_Page excerpt_
>>

It is adorable and gross at the same time. It is a children story for very weird children or for adults who haven’t grown up…and I say the “adult” part fully knowing it applies to me. We get battle after battle yet this is a book in which we root for those cut little monsters even if those tykes are described as “a Twinkie stood on end” and ”a grotesque fly if it’s been cooked in a microwave and left out in the heat to spoil.” If anything I wanted more about cute monsters and less about slipping on intestines. For more of this novella the battle and violence take over but it is incredible imaginative violence and gore with the moral that even monsters have a right to defend their world. Take that, Humans! Rating it was a little tricky since the cuteness and the violence didn’t always jive together for me. But I was still thoroughly entranced. Four stars worth of entrancement.
Robamapocalypse, on the other hand, frustrated me. First of all I am not that enthralled with Bizarro books that involve real life characters. Jeff Burk with his Shatner novels is the only one that really pulls it off . The problem is made ten-fold when you take the president of the United State your target even if you make it clear there are no politics involved in the telling. The author does say that and deliver. Yet I feel it still took away from the plot. In this wild and complex work, Lord Obama is ruling the world in the far future as a robotic mutant. Robot Obama is ruling the only human city on earth still existing after the zombie apocalypse. It’s not easy. As Lord Obama says, “Maybe accepting the consciousness of an Elder God from a dark dimension totally unfathomable and incomprehensible to humankind wasn’t such a good idea.” What entails is a hodge-podge of robot warriors, zombies and American Gladiator styled death matches, Frankly it is a bit of a mess. It doesn’t really work for me. What saves it is that Strange’s imagination is first class. But in this book it is working faster than his typing, leaving his computer to gasp out of breath trying to catch up. I’m not sure but it feels like one of his earlier works. I have to give it two and a half stars. I may have given it more if I didn’t already read The Humans Under The Bed and the next book.

<<

_Task_
Continue the book review above, starting right after its final sentence.

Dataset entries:
>>

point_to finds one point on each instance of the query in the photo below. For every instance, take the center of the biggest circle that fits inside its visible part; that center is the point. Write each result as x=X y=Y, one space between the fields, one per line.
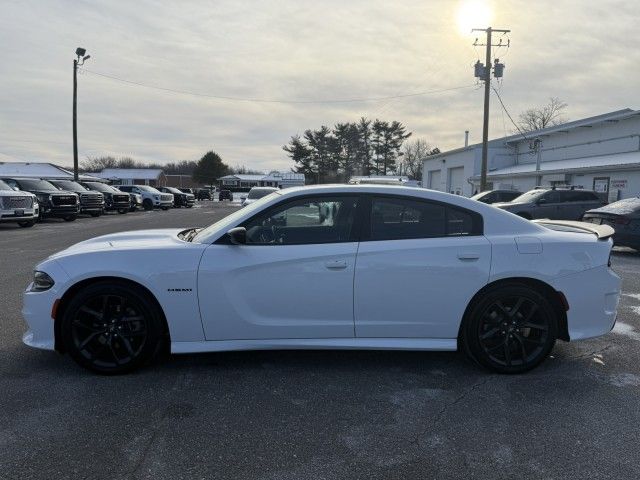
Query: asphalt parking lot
x=313 y=414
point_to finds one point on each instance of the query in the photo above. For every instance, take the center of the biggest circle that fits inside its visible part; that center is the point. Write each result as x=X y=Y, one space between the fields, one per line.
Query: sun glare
x=473 y=14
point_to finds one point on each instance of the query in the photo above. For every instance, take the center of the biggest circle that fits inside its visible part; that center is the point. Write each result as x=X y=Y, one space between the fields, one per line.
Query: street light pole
x=78 y=61
x=75 y=119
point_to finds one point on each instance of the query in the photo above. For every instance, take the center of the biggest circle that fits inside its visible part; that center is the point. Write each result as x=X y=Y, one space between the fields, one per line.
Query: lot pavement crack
x=442 y=412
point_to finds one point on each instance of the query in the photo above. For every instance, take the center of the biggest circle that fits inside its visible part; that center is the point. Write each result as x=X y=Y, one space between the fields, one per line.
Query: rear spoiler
x=601 y=231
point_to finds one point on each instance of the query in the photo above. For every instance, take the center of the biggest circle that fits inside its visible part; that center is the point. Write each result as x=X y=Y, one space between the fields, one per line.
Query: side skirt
x=426 y=344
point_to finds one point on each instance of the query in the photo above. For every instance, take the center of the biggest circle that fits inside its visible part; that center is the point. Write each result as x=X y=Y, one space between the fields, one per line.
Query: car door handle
x=336 y=264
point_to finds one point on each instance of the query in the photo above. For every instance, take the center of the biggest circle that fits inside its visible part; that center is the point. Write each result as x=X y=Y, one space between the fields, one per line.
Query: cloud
x=297 y=50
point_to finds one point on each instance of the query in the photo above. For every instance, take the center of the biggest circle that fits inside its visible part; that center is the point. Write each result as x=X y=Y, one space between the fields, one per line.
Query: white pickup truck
x=17 y=206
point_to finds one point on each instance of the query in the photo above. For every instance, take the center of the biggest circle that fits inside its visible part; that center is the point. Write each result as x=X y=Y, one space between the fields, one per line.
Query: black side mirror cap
x=238 y=235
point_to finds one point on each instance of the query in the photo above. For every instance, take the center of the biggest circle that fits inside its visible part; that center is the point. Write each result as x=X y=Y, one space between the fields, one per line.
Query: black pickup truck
x=114 y=199
x=53 y=202
x=91 y=202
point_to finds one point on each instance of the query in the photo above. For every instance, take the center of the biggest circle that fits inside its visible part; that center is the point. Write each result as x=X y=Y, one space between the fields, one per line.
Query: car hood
x=15 y=193
x=139 y=239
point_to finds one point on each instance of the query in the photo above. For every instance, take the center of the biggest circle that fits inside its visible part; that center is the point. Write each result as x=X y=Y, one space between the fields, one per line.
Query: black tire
x=510 y=329
x=112 y=328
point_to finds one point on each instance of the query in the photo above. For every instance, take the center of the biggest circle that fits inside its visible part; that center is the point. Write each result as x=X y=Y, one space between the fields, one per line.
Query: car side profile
x=330 y=267
x=496 y=196
x=151 y=197
x=553 y=203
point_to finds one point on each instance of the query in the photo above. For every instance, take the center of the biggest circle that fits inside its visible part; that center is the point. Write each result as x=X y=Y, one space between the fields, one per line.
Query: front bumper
x=60 y=211
x=36 y=310
x=22 y=215
x=593 y=297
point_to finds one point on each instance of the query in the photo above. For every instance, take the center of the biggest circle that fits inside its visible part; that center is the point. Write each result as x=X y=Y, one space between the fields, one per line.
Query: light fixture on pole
x=78 y=61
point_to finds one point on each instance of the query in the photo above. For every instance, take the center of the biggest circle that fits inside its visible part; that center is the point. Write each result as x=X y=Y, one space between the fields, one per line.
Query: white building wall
x=605 y=138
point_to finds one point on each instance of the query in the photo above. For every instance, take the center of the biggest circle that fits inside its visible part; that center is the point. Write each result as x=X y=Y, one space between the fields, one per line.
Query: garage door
x=456 y=180
x=434 y=180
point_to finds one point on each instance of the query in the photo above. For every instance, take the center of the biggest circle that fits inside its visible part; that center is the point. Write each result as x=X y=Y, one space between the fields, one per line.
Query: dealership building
x=600 y=153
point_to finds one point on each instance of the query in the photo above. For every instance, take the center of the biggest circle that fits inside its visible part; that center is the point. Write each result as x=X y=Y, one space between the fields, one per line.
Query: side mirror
x=238 y=235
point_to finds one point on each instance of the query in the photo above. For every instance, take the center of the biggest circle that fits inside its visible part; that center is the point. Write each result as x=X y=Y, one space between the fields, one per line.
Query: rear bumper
x=593 y=297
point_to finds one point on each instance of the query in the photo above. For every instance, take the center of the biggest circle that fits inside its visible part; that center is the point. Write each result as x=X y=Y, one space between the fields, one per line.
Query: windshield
x=146 y=188
x=529 y=196
x=69 y=185
x=256 y=193
x=101 y=187
x=226 y=222
x=33 y=184
x=480 y=195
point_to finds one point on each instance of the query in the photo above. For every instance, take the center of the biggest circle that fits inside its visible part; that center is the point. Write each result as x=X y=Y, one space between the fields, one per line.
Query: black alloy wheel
x=510 y=330
x=111 y=328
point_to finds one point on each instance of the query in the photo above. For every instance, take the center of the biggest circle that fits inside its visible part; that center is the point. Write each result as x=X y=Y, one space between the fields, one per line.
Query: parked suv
x=52 y=202
x=204 y=194
x=552 y=203
x=180 y=199
x=17 y=206
x=114 y=199
x=496 y=196
x=225 y=195
x=90 y=202
x=151 y=197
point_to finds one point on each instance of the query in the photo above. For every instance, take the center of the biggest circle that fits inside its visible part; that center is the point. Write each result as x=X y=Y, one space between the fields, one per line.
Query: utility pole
x=78 y=61
x=484 y=72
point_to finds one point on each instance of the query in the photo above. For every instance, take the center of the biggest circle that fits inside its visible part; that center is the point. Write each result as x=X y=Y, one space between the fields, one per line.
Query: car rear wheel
x=511 y=329
x=111 y=328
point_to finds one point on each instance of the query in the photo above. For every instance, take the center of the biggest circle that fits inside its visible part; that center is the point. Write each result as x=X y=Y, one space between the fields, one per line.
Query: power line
x=264 y=100
x=508 y=114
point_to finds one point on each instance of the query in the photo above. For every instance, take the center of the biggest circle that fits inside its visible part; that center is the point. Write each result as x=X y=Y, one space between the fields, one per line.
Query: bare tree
x=413 y=155
x=541 y=117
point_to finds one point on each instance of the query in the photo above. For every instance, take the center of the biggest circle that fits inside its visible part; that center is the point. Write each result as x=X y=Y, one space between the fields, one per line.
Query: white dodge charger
x=330 y=267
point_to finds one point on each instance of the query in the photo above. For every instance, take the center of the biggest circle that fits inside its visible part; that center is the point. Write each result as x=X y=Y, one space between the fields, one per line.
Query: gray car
x=555 y=204
x=623 y=216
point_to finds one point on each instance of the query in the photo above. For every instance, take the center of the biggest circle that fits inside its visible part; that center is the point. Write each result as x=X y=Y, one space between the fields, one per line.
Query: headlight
x=41 y=282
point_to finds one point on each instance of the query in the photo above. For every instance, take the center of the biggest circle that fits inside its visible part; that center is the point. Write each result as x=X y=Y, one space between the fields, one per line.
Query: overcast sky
x=586 y=53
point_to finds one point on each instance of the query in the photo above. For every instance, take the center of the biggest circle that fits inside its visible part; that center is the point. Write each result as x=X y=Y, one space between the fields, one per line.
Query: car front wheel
x=511 y=329
x=111 y=328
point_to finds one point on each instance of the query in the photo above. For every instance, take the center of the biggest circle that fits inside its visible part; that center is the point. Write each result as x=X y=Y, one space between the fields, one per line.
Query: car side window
x=304 y=221
x=12 y=183
x=399 y=219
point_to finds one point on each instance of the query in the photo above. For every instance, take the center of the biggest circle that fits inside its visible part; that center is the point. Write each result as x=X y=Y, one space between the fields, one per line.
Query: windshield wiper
x=191 y=233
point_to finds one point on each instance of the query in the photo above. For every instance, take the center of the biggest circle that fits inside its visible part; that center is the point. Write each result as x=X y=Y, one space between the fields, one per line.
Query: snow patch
x=625 y=380
x=627 y=330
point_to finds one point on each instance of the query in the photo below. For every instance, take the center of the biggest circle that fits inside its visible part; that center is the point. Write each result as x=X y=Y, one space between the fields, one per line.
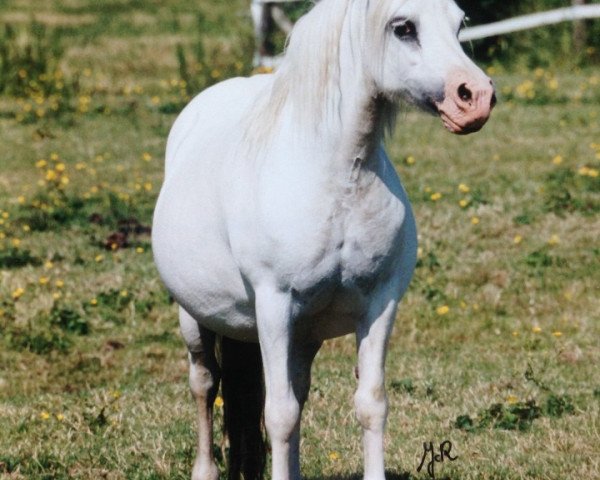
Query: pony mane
x=308 y=78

<<

_Result_
It is that “Next book” that kills them all. Vampire Guts in Nuke Town is a messy but exquisite marvel of Bizarro, vampire epic, and folk legend about a really grossed out human hero. The title is not just about vampire parts but also about our hero “Guts', one of the last of the humans after an apocalypse caused by a plague that leaves vampires the rulers of earth and the few humans who survive haunted by their own mutant transformations. Guts is a true anti-hero haunted by his past yet pulled on by some unseen force to rid the world of the vampire scourge. Vampire Guts et al may be a vampire tale but the author doesn’t “do” vampire. He has created a totally different and fairly disgusting variety. This is the author’s strength. The traditional creatures of horror literature just aren’t horrible enough for him. He tricked them out and revs them up to give the reader a totally weirded out version. Like the first two books I read, Vampire Guts never lets up on the action and violence. Yet it leaves the other two books disappearing in the rear view mirror and eating dust. Five stars. Easy.
So what we have with Kevin Strange is a man with a vision, one that seems to delight in mutants, apocalypses and scattered body parts. It may not be everyone’s cup of tea but there is something that is inspired about his prose that makes you not mind being in a world with humans under the bed, vampire’s vs human mutants, or a robot Barack Obama fighting zombies at least for a few hours of reading. Who cares if it is a slaughter house? Let’s ride that roller coaster!